Data excerpts
——
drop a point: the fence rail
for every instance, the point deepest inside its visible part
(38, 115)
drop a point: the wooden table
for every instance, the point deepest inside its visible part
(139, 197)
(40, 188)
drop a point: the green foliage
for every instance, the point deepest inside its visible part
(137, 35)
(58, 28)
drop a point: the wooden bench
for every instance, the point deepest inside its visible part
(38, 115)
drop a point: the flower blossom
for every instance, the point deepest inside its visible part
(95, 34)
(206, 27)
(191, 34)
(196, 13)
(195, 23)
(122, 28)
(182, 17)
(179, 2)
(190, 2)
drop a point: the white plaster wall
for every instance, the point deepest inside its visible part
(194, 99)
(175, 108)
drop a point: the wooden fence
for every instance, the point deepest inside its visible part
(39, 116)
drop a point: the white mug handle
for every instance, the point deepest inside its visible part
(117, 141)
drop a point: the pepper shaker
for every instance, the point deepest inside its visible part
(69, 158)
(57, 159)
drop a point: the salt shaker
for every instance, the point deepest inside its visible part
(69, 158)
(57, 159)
——
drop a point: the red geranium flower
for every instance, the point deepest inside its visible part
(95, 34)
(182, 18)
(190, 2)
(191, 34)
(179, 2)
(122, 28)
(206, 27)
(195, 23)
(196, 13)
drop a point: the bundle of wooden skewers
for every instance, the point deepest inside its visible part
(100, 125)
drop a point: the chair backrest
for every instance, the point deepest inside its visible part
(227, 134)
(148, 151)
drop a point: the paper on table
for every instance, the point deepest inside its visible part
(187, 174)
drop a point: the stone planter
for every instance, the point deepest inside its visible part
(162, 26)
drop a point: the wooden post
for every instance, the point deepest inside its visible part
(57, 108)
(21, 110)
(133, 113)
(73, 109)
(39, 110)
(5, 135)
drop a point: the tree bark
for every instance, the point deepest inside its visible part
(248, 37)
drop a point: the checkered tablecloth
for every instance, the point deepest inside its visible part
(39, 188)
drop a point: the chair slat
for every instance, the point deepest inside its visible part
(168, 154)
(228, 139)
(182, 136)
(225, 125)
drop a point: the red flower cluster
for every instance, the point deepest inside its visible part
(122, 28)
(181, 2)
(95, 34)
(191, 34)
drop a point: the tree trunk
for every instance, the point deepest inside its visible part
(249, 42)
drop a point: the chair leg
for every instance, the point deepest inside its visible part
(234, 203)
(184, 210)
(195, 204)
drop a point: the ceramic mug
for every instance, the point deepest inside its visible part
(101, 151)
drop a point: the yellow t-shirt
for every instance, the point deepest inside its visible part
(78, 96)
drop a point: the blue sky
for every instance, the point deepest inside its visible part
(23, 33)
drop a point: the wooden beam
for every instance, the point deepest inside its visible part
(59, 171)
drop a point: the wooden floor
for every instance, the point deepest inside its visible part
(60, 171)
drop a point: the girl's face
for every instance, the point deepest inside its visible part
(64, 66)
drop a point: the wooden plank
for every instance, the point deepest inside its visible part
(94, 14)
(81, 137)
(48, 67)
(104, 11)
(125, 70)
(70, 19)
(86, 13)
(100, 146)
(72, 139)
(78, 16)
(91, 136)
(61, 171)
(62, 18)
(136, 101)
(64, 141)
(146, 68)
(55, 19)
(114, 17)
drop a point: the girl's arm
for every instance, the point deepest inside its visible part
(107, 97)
——
■ ASSIGNMENT: Would you copy, unchanged, the stretch of the records above that begins at the line containing "drop a point: the flower blossom" and ends at the line containing "drop a point: the salt shaker", and only that?

■ RESULT OF THE TASK:
drop a point: the flower blossom
for every instance, the point deepest inside its visible part
(95, 34)
(206, 27)
(191, 34)
(196, 13)
(195, 23)
(122, 28)
(182, 17)
(179, 2)
(190, 2)
drop a point: the white plaster wall
for every instance, the point deepest inside its visible part
(194, 99)
(175, 108)
drop a point: the wooden fence
for every instance, the point deepest inside its visible part
(39, 116)
drop a point: the white mug handle
for every instance, the point deepest inside its visible part
(117, 141)
drop a point: the pepper shaker
for every instance, the point deepest inside its visible part
(69, 158)
(57, 159)
drop a point: the salt shaker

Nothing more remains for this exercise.